▶ EXERCISE
Retype every line of the data below character for character, changing nothing.

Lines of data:

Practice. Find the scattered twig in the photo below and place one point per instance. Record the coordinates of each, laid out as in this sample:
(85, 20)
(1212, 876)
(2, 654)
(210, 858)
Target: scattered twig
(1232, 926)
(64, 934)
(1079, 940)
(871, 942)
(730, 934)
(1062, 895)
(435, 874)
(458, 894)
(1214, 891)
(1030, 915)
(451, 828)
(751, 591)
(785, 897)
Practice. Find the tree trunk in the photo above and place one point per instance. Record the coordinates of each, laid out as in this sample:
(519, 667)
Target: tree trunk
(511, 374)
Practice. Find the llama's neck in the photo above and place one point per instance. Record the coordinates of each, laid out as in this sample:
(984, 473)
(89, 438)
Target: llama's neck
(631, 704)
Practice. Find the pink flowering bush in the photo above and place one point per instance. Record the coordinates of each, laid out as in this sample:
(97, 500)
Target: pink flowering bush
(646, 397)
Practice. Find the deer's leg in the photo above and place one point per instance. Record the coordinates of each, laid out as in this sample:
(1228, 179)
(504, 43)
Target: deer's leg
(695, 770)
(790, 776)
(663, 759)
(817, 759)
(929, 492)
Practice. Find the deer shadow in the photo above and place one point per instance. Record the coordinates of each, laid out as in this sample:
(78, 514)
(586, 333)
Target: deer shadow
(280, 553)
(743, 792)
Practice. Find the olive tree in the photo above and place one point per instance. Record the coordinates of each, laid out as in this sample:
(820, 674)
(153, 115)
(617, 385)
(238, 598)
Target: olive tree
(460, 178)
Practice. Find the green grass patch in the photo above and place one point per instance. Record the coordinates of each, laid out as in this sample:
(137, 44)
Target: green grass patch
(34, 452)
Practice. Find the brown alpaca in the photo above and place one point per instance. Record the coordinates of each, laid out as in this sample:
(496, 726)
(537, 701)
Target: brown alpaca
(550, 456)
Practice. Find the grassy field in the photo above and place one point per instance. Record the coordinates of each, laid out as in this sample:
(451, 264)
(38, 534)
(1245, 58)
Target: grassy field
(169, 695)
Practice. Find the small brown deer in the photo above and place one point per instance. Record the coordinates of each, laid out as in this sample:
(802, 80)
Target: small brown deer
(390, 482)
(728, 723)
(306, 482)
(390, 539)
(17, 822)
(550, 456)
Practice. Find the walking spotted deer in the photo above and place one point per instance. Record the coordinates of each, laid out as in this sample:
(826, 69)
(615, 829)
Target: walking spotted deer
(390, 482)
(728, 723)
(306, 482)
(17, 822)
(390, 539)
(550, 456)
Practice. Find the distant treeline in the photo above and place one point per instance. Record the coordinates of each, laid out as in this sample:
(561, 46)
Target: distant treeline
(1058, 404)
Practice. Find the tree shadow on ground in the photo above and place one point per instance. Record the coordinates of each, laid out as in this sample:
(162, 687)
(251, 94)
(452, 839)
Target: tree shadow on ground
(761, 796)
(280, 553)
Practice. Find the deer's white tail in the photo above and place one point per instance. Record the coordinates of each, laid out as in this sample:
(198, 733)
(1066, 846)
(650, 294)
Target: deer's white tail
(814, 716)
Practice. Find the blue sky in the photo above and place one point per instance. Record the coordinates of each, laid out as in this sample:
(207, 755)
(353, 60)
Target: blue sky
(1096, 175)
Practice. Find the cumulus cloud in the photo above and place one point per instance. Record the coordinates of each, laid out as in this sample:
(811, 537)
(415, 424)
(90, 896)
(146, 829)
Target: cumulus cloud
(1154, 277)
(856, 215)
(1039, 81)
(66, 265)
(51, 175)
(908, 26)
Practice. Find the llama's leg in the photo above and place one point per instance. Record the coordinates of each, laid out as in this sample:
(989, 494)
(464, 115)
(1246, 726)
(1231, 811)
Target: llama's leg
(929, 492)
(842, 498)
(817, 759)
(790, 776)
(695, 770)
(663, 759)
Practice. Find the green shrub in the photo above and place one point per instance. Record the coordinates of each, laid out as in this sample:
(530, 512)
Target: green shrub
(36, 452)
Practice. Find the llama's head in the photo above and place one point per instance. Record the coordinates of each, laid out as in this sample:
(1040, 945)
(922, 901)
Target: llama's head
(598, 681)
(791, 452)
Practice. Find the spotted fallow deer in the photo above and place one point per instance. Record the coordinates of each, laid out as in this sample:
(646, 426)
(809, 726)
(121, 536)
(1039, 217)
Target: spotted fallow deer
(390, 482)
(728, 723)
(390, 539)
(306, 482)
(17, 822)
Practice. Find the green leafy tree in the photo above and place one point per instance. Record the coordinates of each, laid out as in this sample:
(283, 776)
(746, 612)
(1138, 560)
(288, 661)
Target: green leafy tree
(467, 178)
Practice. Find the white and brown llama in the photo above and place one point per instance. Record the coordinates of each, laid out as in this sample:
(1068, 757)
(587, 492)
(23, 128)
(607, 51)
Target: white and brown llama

▶ ANSWER TO THIS TASK
Practice. Find the scattered twig in the photo below and place one point per instance. Record the coordinates of each, laid out as in this sample:
(85, 20)
(1212, 876)
(2, 654)
(210, 858)
Target: scattered twig
(1232, 926)
(64, 934)
(1079, 940)
(871, 942)
(730, 934)
(1062, 895)
(435, 874)
(458, 894)
(1214, 891)
(1030, 915)
(451, 828)
(751, 591)
(785, 897)
Practice. Find the tree trunk in the photo above and place one point per instance. Record the coordinates of each, laid out as in this sample:
(519, 667)
Target: tree trunk
(511, 374)
Practice. Find the llama's neck in the photo above and place one point per instance. Record the coordinates of each, laid out as in this sample:
(984, 473)
(89, 438)
Target: llama's neck
(631, 704)
Practice. Find the pink flowering bush in the photo above and place one point per instance. Record the coordinates of each, laid out as in this sample:
(97, 500)
Target: pink flowering bush
(646, 397)
Practice. Find the deer's leg in the photo above and place one point per instance. Record the coordinates of each, laid out as in this sample:
(1228, 179)
(504, 43)
Target: deer's leg
(695, 770)
(790, 776)
(663, 759)
(817, 759)
(929, 492)
Practice. Find the deer shadow in the photo above and place one point per instance. Record the coordinates of each, laid out as in this sample:
(78, 514)
(586, 333)
Target: deer shadow
(280, 553)
(743, 792)
Practice. Find the olive tree in the photo above and place one point per instance. Record the coordinates of each, laid out as in this sample:
(820, 674)
(153, 115)
(617, 385)
(238, 598)
Target: olive tree
(460, 178)
Practice. Find the green grass patch in the photo above and place one point per instance. Record the coordinates of each, laid out as in this sample:
(137, 44)
Target: green grass patch
(34, 452)
Practice. Find the brown alpaca in the photo above and place one point per instance. Record the coordinates of each, laid out as in this sample:
(496, 726)
(537, 701)
Target: brown alpaca
(550, 456)
Practice. Find the grassy field in the photo above and place one point per instance. Record the coordinates of each, laid out as in this sample:
(451, 264)
(38, 534)
(1245, 58)
Target: grassy field
(169, 695)
Practice. Find the small brown deer in the photo above and place one point per instance. Record the coordinates of each, laid out as in this sample:
(802, 80)
Target: small brown deer
(390, 482)
(728, 723)
(306, 482)
(390, 539)
(17, 822)
(550, 456)
Practice. Find the walking spotted deer in the photo above and place one point per instance. Record the coordinates of each, laid out as in this sample:
(826, 69)
(615, 829)
Target: walking spotted deer
(390, 482)
(728, 723)
(306, 482)
(17, 822)
(390, 539)
(550, 456)
Practice. Find the distant treeline in the photo above and place one point per instance. Record the coordinates of each, laid out as in this sample:
(561, 46)
Target: distant treeline
(1058, 404)
Practice. Find the tree shadow on ground in the photo above and place one point per instance. Record the coordinates of each, laid out as in this sample:
(162, 687)
(251, 94)
(452, 839)
Target: tree shadow on ground
(761, 796)
(280, 553)
Practice. Find the deer's white tail in the photo above and place one point per instance. Record the coordinates of each, laid out as in this sample:
(198, 733)
(1066, 846)
(650, 294)
Target: deer's white tail
(814, 716)
Practice. Find the blue sky in the photo above and place one point per instance. Record the coordinates of each, laid out as in this sample:
(207, 755)
(353, 60)
Target: blue sky
(1096, 175)
Practice. Find the cumulus cloud in the photo above and place one point per instance. Record the coordinates of each, laid out as in this sample:
(811, 537)
(415, 424)
(90, 896)
(146, 829)
Target: cumulus cloud
(1154, 277)
(856, 215)
(1039, 81)
(66, 265)
(51, 175)
(908, 26)
Practice. Find the llama's leg in the photo above and place one point per instance. Record the coordinates of each, laid out as in this sample:
(989, 494)
(464, 115)
(1246, 726)
(1231, 811)
Target: llama's leg
(929, 492)
(842, 498)
(817, 759)
(790, 776)
(695, 770)
(663, 759)
Practice. Find the green shrub in the photo above and place one point per instance. Record the coordinates of each, laid out as in this sample:
(530, 512)
Target: green shrub
(36, 452)
Practice. Find the llama's head in the photo above and place one point per instance. Record the coordinates of each, laid out as in this sample:
(1040, 945)
(922, 901)
Target: llama's head
(598, 681)
(791, 452)
Practice. Find the spotted fallow deer in the photo above and place one point per instance. Record the coordinates of each, laid out as in this sample:
(646, 426)
(809, 726)
(121, 536)
(1039, 217)
Target: spotted fallow deer
(390, 482)
(728, 723)
(390, 539)
(306, 482)
(17, 822)
Practice. Find the green leafy tree in the photo above and place one point per instance. Record the coordinates of each, laid out as in this sample:
(283, 776)
(746, 612)
(1138, 560)
(288, 661)
Target: green leafy tree
(467, 178)
Practice. Find the white and brown llama in the photo above and place one point per instance. Record the coordinates of each, laid out as in this sample:
(1068, 757)
(587, 492)
(23, 128)
(607, 51)
Target: white and brown llama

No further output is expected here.